Between the days of arrival and departure of the tatars, or couriers, to Constantinople, and the struggles to keep the peace and explain the simplest transaction with our colleagues, we found time for various expeditions to the neighboring countries on all sides. The most remarkable of these was that to the deep, unfathomable lake of Tortoom, about three days’ journey off. Our main object in going there was to fish, and we encamped for that purpose on the upper streams of the Batoum River and other places. In the valley of the castle of Tortoom the trout abounded, and were of that unsophisticated nature that, fishing one hour in the dawn and one hour before sunset with two fly-rods, we caught every day enough to feed our camp, and to send a horse-load (no small quantity) in the evening to our friends at Erzeroom. This was one day’s march, and the horses, traveling all night, brought the fish, though in the hot weather, in great perfection to the city in the cool of the morning. We were not aware, till it was too late, of the deadly nature of the malaria in these rocky valleys, where the precipice shot up clear and straight to the height, sometimes, we used to judge, of above a thousand feet. On our way through one of these romantic dells, we all rode, bag and baggage, over a bridge, to be compared only to the bridge of Al Serat, over which the souls of the judged will have to pass from the Temple of Jerusalem, over the Valley of Jehoshaphat, till they reach the other world, which bridge is as narrow as the edge of the cimeter of Mohammed. The fright I was in is not to be described when I saw the first horseman, who was at the time filling his pipe, walk his horse unconcernedly over this bridge, which was composed of two pine-trees thrown over a torrent which roared and tumbled thirty feet below. However, being afraid to show I was afraid, I rode over too, and certainly thought myself a bold fellow when I got safe to the other side. To ride safely over such a bridge, a horse ought to be brought up to practice on a tight-rope. I would not attempt to walk over such a place nowadays in England.

We passed a village in one lovely valley, in a grove of peach-trees, where we found that every soul, or rather every body, was dead; only one man survived the fever which had killed the rest.

Boat on the Lake of Tortoom.

Boat on the Lake of Tortoom.

Of all the strange and gloomy scenes that I have witnessed, none have left a deeper impression on my mind than that of the black, unfathomable lake of Tortoom. Mountains of dark rock fall sheer down in awful precipices right into these deep, still waters on each side. No fish are to be found in this Dead Sea, though perhaps they may retreat there in the winter from the mountain rills. If the lake was a strange place, the boat which we discovered on the shore was in character with the scene. It was the only vessel on its waters, and its builder probably never studied naval architecture in the dock-yards of the maritime powers. It was formed out of the trunks of two trees; but as no description would so well convey a notion of its form, I refer the curious to the accompanying sketch. The standing figure in it represents a valorous kawass, who fired his pistol in the air for the sake of the echo, and, on the smoke clearing off, he found that the entire pistol had evaporated too; nothing visible remained in his hand; it had burst all to pieces. But, fortunately, neither he nor any of the party were hurt by the fragments, which fell into the waters of the dark and silent lake.

October 1, 1843. This day I was riding on the road toward Bayazeed and Persia. Hearing some shots, I turned toward the hills lying between the town of Erzeroom and the mountains, and there I saw two or three tents pitched, and a number of officers, servants, and people attending on Kiamili Pasha, who was shooting at a mark with a pistol.

== Source material ==
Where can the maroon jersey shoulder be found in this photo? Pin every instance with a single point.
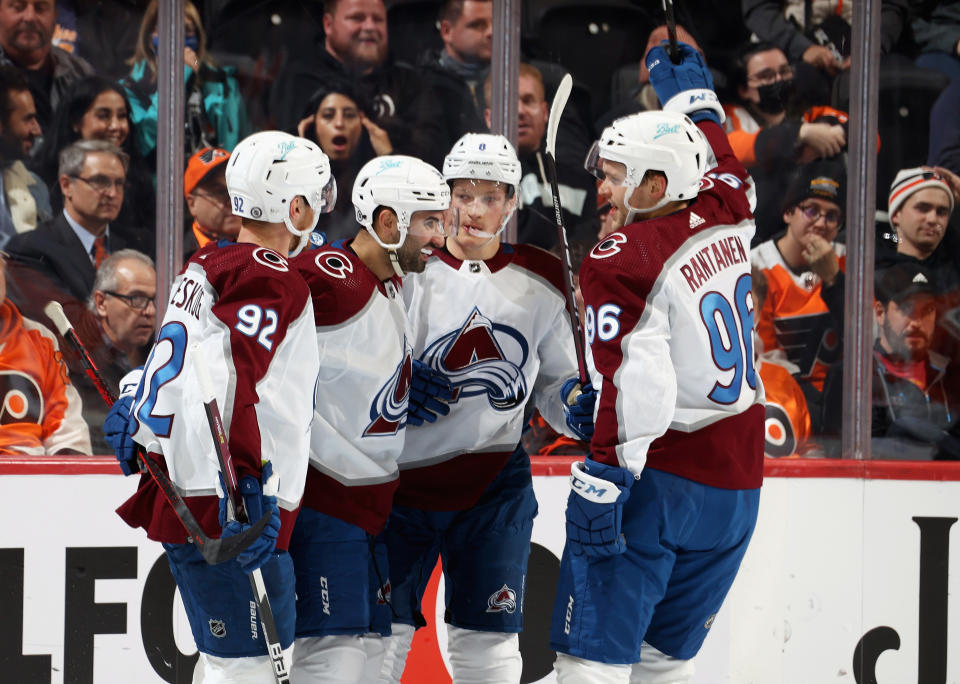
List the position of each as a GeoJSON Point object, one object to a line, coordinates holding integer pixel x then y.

== Tasks and exercises ==
A - In the Tortoom passage, shorten the paragraph that begins "Of all the strange and gloomy scenes" into a brief bulleted list that keeps its main facts.
B - Copy a section of the Tortoom passage word for word. Begin at the words "October 1, 1843." and stop after "with a pistol.".

== Final results ==
A -
- The black, unfathomable lake of Tortoom left a deeper impression on the writer than any other strange or gloomy scene.
- Dark rock mountains drop in sheer precipices straight into its deep, still waters on each side.
- No fish live in the lake, though they may retreat there in winter from the mountain streams.
- The only boat on the lake lay on the shore. It was roughly built from the trunks of two trees, and an accompanying sketch shows its form.
- A kawass standing in the boat fired his pistol into the air for the echo, and the pistol burst to pieces.
- No one was hurt, and the fragments fell into the lake.

B -
October 1, 1843. This day I was riding on the road toward Bayazeed and Persia. Hearing some shots, I turned toward the hills lying between the town of Erzeroom and the mountains, and there I saw two or three tents pitched, and a number of officers, servants, and people attending on Kiamili Pasha, who was shooting at a mark with a pistol.